DETTAGLI DEL COMPITO -> Per favore, estrai dai dati qui sotto ogni riga che contiene la parola "rooftop", distinguendo tra maiuscole e minuscole.

DATI GREZZI ->
+===+

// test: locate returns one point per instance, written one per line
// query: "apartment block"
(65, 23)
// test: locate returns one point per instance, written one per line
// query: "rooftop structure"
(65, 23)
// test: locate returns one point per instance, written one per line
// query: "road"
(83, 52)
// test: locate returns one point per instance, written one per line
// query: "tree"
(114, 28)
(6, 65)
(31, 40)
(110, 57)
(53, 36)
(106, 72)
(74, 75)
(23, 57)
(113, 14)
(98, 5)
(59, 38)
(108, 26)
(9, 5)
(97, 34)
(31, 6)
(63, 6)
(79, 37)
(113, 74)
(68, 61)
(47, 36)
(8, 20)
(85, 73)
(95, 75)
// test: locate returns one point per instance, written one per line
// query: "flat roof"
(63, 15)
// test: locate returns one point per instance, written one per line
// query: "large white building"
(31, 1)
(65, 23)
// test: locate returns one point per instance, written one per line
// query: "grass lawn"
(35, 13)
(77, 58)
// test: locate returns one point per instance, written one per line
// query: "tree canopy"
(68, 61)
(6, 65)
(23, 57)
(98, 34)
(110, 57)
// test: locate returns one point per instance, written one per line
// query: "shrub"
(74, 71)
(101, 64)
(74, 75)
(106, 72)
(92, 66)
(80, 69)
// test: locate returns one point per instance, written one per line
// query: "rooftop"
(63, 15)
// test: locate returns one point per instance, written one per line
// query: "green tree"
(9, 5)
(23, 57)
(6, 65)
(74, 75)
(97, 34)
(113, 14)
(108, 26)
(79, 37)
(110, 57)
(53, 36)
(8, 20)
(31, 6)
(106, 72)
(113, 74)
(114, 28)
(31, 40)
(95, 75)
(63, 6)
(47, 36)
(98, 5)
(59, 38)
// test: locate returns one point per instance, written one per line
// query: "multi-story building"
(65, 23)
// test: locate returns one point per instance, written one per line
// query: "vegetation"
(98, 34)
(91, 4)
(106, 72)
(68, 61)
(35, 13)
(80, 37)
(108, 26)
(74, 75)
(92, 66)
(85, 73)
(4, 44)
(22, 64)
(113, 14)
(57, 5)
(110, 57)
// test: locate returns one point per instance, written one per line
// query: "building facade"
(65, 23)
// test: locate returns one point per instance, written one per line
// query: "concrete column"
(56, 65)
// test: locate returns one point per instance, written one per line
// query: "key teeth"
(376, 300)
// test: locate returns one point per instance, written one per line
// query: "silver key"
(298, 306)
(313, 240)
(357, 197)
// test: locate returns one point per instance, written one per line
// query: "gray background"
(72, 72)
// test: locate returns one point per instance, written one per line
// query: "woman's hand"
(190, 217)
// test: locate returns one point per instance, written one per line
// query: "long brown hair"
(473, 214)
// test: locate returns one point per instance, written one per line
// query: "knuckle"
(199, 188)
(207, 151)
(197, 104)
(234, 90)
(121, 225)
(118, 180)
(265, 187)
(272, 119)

+===+

RISPOSTA AL COMPITO ->
// query: "rooftop structure"
// query: "rooftop"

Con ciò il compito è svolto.